● **Stored rows**:
* start *

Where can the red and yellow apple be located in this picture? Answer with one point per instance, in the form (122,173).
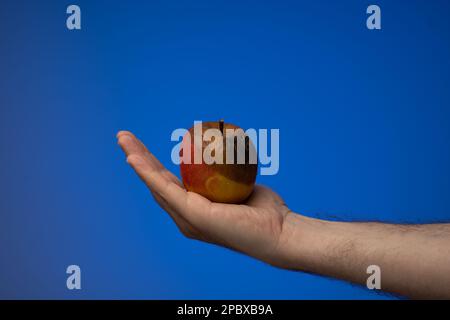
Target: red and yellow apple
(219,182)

* end *
* start *

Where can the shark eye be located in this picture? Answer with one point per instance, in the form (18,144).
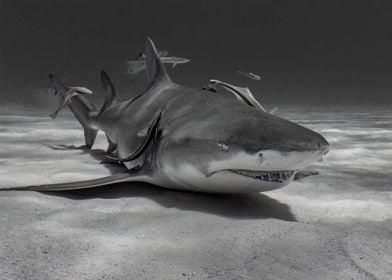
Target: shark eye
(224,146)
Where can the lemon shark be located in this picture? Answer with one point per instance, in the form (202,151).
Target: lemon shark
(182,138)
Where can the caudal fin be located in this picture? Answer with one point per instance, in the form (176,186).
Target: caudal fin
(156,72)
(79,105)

* end *

● **Aim**:
Count the lines of the data above that contain the string "lemon", matching case exactly, and reply with the number alone.

● **Problem solution**:
2